SOURCE:
--------------------

Kazantzakis passa son enfance à Héraklion, durant les quinze dernières années de l'occupation turque. Il avait à peine sept ans au moment de la révolution de 1889 et 15 ans lorsque sa patrie accéda à l'autonomie (1898). Il vécut les dernières insurrections et respira l'air héroïque qui soufflait alors, à l'aube de la libération de la Crète. La révolution de 1889 lui inspira "La Liberté ou la Mort". Dans cet ouvrage, Kazantzakis recréa dans un cadre épique les souvenirs de ses jeunes années et fit revivre l'image de sa ville natale, telle que l'avaient vue ses yeux d'enfant. Le cadre géographique du roman est entièrement authentique. Les événements historiques qui sont mentionnés comportent eux aussi une grande part de vérité historique, légitimement mêlée à l'élément mythique. On reconnaît les noms de héros qui ont vraiment existé, des données véridiques de la vie quotidienne, confirmées par la recherche historique et ethnologique de la Crète et en particulier de la région d'Héraklion.

--------------------

DONNÉES RECUEILLIES:
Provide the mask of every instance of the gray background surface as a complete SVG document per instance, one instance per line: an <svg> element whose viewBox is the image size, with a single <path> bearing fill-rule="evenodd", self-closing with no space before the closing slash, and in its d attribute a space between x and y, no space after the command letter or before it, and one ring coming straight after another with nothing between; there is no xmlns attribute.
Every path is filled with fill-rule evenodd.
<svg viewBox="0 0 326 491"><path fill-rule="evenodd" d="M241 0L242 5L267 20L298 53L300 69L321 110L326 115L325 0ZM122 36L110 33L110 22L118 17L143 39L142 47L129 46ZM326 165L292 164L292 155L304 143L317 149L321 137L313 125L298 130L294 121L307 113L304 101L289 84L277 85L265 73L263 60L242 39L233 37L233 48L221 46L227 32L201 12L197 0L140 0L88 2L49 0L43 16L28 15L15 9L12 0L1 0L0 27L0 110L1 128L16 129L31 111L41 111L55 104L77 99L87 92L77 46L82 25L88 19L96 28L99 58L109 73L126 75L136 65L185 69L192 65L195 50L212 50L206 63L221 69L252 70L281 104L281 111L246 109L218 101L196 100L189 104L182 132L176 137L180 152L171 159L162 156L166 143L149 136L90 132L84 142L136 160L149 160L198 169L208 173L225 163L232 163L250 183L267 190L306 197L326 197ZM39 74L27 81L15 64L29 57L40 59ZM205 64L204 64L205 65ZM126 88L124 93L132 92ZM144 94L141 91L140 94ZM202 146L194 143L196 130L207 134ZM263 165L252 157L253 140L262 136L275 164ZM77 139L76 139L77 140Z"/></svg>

--------------------

CONSIGNE:
Poursuivez le texte sur l'enfance de Kazantzakis à Héraklion à partir de sa dernière phrase.

RÉSULTAT FINAL:
La période de l'Autonomie et du Protectorat international sous le régime des Amiraux, représentants des Grandes puissances européennes (1898-1908) est évoquée dans "Alexis Zorba". L'atmosphère est ici différente, et nous donne une belle image littéraire de cette période de transition dans l'histoire de la Crète, avec les idées et les visions de l'époque, mais dans ce roman, l'élément historique constitue simplement un cadre pour un mythe littéraire riche et fascinant. Tandis que dans "La Liberté ou la Mort", la littérature cède le pas à l'histoire vraie, dans "Alexis Zorba", c'est le contraire qui se passe. Kazantzakis cependant ne cesse d'utiliser l'immense richesse de la vie et de la civilisation populaire crétoises.
Une idée générale de la période « crétoise » de sa vie est contenue dans la "Lettre au Greco". C'est l'ouvrage qui interprète non seulement la vie et la pensée de Kazantzakis, mais aussi son mode de création littéraire. Son aveu est révélateur et utile pour éclaircir sa relation avec la Crète et expliquer sa création littéraire. «" Je lisais des Vies de saints, j'entendais raconter des légendes, mon oreille percevait des conversa tions et tout cela se transformait, se déformait en moi (…) Beaucoup plus tard, quand j'ai commencé à écrire des poèmes et des romans, j'ai compris que cette élaboration secrète s'appelle création." »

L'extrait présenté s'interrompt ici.